Supplied records
__________________________________________________
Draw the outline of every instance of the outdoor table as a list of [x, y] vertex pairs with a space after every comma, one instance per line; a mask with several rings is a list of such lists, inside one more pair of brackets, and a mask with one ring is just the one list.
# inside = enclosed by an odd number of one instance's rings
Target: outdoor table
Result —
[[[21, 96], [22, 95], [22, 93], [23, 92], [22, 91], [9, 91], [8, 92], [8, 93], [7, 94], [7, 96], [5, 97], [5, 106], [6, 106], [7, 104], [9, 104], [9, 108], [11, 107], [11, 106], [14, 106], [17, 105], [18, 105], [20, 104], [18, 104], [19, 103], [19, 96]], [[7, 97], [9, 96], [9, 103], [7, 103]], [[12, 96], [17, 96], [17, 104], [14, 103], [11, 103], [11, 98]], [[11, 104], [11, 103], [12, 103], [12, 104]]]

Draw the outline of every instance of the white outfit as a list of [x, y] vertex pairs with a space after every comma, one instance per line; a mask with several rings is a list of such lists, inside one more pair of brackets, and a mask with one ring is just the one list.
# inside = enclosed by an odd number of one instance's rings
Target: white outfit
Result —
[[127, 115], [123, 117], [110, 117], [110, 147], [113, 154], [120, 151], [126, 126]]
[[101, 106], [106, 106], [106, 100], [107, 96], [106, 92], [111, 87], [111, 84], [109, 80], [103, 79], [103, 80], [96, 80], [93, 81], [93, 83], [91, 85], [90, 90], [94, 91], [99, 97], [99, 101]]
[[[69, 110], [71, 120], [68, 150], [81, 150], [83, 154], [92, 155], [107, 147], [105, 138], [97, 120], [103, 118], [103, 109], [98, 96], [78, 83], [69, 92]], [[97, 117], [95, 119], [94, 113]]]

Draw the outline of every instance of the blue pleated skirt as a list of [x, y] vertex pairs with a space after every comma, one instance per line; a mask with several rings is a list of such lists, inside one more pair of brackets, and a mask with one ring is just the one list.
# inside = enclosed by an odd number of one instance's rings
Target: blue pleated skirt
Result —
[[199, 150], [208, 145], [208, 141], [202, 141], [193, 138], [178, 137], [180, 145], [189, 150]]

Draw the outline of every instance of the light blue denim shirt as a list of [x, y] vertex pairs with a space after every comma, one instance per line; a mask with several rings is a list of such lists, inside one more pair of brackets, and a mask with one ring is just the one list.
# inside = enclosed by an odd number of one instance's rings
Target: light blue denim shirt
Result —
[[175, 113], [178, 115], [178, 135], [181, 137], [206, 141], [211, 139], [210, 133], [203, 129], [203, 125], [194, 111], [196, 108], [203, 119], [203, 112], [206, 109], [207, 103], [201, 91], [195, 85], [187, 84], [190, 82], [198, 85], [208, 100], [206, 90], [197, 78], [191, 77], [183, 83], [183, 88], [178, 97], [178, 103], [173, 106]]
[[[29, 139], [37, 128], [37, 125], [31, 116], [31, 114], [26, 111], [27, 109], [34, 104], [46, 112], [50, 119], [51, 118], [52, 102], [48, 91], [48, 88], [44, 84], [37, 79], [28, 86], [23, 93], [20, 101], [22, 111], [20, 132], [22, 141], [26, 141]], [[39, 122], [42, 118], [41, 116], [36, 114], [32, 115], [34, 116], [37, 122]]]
__________________________________________________
Given exercise
Rewrite the stretch of lines above from the very start through the line containing "103], [12, 104]]]", requests included, and shift each vertex coordinate in the answers by adding 54.

Full answer
Draw the outline of every instance of the outdoor table as a list of [x, y] vertex pairs with a space after every comma, one instance per line; a mask with several rings is a list of such lists, inside one more pair of brackets, and a mask with one ring is just the one list.
# inside = enclosed by an odd number of one instance's rings
Target: outdoor table
Result —
[[[75, 150], [76, 149], [76, 147], [77, 146], [76, 145], [63, 145], [62, 146], [62, 147], [61, 148], [61, 150], [59, 151], [59, 160], [60, 160], [61, 158], [63, 158], [63, 162], [65, 161], [65, 160], [68, 160], [71, 159], [72, 159], [74, 158], [72, 158], [73, 157], [73, 150]], [[61, 151], [63, 150], [63, 157], [61, 157]], [[66, 150], [71, 150], [71, 158], [68, 157], [65, 157], [65, 152]], [[65, 158], [65, 157], [66, 157], [66, 158]]]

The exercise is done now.